Your task
According to the text about Reinold Haesebrouck, how many shards did doctors later remove?

Text segment
★ ★ ★

There is a memorial information plaque for this war invalid in the Reinold Haesebrouck Park.

He was born in Sint-Michiels on October 5, 1892.
He worked at Jagers (later Bombardier) but was enlisted as a soldier on October 1, 1912 at the third Lansiers regiment in Beverlo.
When his military service was almost over, the First World War broke out.
His unit was located near Diksmuide. On October 24, 1917, he and his patrol reconnoitred some enemy positions. They ended up in a barrage of grenades.
Reinold crawled back to his position to report and then returned to help a wounded friend. Suddenly they were bombarded again and Reinold received shrapnel in the face, losing one eye - the other he later lost to a heavy inflammation.
Doctors would later remove 42 shards, a final shard from the head could not be removed because it was too dangerous.
He stayed in the military "Hospital of the Queen" in De Panne until the end of 1918.

★ ★ ★

[Recorded data]

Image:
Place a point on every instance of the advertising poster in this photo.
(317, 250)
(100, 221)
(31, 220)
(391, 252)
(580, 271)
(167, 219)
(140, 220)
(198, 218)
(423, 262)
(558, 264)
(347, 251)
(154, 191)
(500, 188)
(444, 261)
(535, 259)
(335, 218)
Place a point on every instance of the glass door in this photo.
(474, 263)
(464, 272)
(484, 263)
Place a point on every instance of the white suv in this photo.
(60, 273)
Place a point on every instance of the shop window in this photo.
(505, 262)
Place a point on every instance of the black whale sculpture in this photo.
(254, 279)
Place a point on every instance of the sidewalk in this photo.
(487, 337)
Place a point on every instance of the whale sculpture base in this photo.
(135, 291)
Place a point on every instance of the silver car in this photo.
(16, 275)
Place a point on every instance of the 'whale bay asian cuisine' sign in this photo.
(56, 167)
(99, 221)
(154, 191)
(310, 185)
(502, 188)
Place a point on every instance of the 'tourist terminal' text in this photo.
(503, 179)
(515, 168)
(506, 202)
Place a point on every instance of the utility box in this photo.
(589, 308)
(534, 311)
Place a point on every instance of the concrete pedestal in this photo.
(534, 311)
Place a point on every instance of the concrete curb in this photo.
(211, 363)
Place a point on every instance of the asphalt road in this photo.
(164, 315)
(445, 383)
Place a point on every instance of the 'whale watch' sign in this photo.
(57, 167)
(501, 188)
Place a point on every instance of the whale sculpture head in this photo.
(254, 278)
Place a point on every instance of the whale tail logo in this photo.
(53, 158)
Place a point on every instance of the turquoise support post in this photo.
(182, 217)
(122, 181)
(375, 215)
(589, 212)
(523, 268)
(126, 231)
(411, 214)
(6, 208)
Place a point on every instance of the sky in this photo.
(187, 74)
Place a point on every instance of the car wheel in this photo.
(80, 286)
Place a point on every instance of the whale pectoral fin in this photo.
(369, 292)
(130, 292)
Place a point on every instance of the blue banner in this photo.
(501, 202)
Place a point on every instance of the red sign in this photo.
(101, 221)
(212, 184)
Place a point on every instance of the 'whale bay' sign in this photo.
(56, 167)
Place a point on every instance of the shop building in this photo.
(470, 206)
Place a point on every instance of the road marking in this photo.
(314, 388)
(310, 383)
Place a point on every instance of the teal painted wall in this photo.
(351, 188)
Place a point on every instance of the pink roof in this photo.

★ ★ ★

Response for this exercise
42 shards.